» **Task description**
Take each line of the records below that contains the string "left" and copy it.

» **Region pointing data**
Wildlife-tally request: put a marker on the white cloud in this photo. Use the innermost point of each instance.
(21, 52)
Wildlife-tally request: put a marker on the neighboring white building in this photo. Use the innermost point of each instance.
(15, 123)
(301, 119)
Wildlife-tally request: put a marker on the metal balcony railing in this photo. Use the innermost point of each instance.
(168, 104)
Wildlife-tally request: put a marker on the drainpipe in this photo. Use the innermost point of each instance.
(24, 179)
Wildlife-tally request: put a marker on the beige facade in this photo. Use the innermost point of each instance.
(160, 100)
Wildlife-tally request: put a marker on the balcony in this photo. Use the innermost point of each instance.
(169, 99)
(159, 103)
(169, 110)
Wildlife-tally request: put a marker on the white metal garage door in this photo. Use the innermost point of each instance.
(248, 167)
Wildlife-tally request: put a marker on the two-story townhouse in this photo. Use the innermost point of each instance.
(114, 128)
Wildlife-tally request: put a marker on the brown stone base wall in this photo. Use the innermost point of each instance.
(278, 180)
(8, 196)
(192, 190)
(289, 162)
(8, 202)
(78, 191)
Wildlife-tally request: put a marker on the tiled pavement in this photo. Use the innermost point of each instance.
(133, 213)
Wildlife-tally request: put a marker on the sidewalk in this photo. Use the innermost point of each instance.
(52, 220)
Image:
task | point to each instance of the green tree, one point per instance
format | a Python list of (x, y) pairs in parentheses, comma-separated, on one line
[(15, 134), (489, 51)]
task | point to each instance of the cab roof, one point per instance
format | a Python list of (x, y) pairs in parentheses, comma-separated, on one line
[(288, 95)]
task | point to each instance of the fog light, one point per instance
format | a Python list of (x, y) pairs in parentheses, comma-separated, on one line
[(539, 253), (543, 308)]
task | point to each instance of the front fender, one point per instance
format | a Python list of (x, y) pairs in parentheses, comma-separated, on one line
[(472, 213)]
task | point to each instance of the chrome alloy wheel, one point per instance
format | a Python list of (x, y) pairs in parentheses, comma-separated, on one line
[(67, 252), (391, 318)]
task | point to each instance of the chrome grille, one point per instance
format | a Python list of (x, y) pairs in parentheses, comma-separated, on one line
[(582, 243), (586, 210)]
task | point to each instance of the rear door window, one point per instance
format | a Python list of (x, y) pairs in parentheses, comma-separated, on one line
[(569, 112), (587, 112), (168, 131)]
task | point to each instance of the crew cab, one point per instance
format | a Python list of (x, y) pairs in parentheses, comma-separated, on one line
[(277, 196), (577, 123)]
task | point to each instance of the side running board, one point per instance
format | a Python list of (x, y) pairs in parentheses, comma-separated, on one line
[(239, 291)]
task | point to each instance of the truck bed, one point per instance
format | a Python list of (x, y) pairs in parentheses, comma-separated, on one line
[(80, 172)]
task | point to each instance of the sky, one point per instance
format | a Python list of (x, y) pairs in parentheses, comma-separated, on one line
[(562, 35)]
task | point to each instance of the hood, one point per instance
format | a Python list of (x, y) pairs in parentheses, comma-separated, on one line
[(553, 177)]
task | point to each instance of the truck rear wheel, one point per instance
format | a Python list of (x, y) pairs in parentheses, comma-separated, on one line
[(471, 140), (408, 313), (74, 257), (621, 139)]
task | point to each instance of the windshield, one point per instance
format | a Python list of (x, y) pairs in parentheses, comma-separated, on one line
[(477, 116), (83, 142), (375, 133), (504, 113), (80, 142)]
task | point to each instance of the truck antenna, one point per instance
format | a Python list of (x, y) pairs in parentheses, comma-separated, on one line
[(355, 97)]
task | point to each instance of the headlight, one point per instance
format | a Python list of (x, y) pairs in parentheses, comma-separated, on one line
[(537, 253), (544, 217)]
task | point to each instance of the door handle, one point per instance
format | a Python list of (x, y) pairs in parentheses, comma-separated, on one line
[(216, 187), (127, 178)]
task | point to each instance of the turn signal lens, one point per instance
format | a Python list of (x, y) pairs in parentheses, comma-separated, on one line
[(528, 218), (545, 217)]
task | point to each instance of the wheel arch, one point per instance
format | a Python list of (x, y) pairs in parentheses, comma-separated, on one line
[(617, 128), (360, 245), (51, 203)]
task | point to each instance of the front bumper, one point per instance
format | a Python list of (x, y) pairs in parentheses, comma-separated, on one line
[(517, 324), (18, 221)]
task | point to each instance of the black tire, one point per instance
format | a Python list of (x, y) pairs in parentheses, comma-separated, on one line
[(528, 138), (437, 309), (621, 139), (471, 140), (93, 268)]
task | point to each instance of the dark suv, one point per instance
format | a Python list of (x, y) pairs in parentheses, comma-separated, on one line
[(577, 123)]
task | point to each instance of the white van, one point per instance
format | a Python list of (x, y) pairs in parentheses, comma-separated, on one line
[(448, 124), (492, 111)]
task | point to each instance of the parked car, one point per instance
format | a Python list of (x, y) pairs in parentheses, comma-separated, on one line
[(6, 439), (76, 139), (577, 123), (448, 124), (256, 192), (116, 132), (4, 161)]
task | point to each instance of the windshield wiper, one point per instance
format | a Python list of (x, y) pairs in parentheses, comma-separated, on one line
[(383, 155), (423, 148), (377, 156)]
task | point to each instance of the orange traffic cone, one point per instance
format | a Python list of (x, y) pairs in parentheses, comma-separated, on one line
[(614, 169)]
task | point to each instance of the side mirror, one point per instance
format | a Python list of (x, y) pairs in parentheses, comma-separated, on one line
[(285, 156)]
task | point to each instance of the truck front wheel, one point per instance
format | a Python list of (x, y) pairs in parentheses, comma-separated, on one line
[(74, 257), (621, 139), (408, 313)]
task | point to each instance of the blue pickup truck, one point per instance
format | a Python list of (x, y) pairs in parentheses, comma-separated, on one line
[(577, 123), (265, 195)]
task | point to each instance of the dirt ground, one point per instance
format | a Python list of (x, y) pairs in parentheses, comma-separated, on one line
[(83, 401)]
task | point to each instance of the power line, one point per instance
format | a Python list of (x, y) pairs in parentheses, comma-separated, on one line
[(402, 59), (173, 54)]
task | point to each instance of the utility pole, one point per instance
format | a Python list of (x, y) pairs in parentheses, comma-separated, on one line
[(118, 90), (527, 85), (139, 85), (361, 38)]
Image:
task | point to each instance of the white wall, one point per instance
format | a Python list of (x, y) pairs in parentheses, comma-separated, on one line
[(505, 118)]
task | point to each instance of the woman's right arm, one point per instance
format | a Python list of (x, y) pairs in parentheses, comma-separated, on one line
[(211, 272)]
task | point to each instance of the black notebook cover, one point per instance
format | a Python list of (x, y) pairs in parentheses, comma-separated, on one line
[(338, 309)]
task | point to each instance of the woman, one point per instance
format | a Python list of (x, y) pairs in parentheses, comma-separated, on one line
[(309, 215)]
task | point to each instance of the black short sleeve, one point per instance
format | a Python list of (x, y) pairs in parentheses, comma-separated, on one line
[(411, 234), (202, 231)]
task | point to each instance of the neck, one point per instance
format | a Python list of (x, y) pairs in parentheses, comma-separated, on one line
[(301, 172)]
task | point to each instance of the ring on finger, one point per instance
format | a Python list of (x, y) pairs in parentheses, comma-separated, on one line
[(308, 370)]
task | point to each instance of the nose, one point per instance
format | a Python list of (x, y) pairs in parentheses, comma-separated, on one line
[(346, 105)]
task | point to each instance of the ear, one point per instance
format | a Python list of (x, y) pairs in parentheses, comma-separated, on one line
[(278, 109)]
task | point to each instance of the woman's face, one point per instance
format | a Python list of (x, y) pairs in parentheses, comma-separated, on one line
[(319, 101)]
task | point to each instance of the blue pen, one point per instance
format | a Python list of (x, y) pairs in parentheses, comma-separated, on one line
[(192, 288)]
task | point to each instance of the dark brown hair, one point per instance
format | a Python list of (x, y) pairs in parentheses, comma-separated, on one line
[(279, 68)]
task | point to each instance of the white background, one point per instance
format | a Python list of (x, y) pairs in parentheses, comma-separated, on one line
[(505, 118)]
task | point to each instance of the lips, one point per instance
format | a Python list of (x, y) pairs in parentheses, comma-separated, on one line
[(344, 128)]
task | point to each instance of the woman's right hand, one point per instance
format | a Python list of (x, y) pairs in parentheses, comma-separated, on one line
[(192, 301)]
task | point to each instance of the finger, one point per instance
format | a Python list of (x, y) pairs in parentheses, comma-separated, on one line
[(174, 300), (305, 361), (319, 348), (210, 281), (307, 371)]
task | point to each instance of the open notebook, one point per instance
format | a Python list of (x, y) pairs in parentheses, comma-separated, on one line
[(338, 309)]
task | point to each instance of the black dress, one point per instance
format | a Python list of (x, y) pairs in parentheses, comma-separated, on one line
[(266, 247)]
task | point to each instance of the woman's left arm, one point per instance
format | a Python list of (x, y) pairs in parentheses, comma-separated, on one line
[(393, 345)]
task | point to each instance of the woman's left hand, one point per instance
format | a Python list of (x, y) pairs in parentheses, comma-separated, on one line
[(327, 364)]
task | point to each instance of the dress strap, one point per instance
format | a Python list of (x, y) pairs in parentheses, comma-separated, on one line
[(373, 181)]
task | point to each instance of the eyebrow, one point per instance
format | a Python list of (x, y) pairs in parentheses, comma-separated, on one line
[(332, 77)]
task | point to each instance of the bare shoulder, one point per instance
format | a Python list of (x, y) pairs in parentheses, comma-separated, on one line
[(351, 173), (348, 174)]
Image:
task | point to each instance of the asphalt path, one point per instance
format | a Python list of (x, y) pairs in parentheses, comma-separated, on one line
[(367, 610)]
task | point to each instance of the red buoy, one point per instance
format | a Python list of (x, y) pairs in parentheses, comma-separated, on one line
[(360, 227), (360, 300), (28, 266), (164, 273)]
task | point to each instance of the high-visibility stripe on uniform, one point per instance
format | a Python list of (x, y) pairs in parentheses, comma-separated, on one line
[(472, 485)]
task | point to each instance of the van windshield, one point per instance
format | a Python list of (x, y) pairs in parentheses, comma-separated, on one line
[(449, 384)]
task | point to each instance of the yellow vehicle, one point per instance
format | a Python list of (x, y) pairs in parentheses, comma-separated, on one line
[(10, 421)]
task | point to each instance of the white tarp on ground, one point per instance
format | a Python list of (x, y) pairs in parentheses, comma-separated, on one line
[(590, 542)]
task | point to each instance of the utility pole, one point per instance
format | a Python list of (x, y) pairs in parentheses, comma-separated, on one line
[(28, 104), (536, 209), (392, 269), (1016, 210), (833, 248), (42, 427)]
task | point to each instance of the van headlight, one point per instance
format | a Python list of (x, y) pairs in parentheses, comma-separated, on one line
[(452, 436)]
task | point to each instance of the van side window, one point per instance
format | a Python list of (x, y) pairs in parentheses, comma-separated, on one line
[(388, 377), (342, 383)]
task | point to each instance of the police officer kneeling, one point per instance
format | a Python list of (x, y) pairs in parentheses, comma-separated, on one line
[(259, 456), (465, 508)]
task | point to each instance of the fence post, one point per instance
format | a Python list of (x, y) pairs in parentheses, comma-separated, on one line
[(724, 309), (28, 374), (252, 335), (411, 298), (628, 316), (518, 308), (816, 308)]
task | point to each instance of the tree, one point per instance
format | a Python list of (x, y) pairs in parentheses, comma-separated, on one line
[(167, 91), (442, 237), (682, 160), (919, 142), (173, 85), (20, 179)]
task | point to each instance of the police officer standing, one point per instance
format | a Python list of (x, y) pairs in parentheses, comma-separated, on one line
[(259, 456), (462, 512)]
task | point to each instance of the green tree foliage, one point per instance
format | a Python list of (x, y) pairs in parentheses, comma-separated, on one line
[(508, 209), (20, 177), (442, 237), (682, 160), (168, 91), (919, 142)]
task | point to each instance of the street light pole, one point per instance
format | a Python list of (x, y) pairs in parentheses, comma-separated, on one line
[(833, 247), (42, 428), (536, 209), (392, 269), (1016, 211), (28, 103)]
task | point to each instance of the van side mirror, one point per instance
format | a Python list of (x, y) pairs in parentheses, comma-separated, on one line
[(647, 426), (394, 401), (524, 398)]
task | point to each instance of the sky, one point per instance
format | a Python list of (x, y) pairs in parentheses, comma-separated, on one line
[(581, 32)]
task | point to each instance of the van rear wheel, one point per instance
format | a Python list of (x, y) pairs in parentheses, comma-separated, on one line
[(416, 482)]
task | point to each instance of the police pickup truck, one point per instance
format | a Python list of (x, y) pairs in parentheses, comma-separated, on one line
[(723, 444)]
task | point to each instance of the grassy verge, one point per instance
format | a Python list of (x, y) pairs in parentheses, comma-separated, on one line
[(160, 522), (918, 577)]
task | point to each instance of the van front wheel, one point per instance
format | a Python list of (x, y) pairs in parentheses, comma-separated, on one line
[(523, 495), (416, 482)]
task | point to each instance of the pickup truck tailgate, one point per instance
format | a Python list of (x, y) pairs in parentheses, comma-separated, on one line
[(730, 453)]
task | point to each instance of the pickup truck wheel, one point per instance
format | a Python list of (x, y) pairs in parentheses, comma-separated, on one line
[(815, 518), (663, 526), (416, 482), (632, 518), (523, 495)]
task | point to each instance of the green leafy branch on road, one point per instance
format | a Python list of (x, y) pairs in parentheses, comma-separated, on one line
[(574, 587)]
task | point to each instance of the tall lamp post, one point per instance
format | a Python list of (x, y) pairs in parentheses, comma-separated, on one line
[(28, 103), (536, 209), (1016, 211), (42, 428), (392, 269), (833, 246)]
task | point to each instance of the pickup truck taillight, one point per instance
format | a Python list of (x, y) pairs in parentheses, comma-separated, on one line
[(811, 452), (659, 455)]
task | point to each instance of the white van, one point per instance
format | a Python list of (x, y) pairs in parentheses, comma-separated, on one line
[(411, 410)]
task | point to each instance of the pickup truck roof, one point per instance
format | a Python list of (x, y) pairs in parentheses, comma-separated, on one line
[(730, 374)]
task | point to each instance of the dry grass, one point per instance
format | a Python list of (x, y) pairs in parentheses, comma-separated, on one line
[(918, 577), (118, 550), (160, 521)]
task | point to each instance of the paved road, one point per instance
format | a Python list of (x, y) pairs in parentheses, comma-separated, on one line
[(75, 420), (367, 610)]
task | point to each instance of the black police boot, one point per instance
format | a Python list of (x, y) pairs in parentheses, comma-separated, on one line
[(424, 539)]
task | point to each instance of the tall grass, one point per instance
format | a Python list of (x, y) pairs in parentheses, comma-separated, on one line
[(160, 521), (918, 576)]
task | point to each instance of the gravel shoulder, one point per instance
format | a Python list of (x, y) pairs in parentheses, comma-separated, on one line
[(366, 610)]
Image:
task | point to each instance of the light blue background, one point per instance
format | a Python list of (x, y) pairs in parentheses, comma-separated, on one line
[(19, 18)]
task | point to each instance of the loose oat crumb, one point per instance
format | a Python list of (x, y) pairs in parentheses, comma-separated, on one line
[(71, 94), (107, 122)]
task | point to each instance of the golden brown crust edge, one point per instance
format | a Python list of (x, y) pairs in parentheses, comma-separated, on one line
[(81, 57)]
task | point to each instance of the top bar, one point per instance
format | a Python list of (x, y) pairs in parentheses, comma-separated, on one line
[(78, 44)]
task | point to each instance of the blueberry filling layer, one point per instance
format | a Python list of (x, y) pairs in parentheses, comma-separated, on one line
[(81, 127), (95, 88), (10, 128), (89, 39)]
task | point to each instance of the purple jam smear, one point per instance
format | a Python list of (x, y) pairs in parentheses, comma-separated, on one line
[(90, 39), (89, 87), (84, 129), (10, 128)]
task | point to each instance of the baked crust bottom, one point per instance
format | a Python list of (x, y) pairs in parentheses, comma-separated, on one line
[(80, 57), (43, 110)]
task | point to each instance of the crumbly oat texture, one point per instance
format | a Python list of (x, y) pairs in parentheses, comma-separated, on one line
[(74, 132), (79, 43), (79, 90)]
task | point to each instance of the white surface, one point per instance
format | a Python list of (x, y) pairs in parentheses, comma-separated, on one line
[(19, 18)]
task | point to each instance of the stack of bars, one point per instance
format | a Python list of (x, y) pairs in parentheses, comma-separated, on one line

» **Response box**
task | point to each instance of the woman's left arm, one point per instance
task | point to each instance of the woman's left hand, one point per instance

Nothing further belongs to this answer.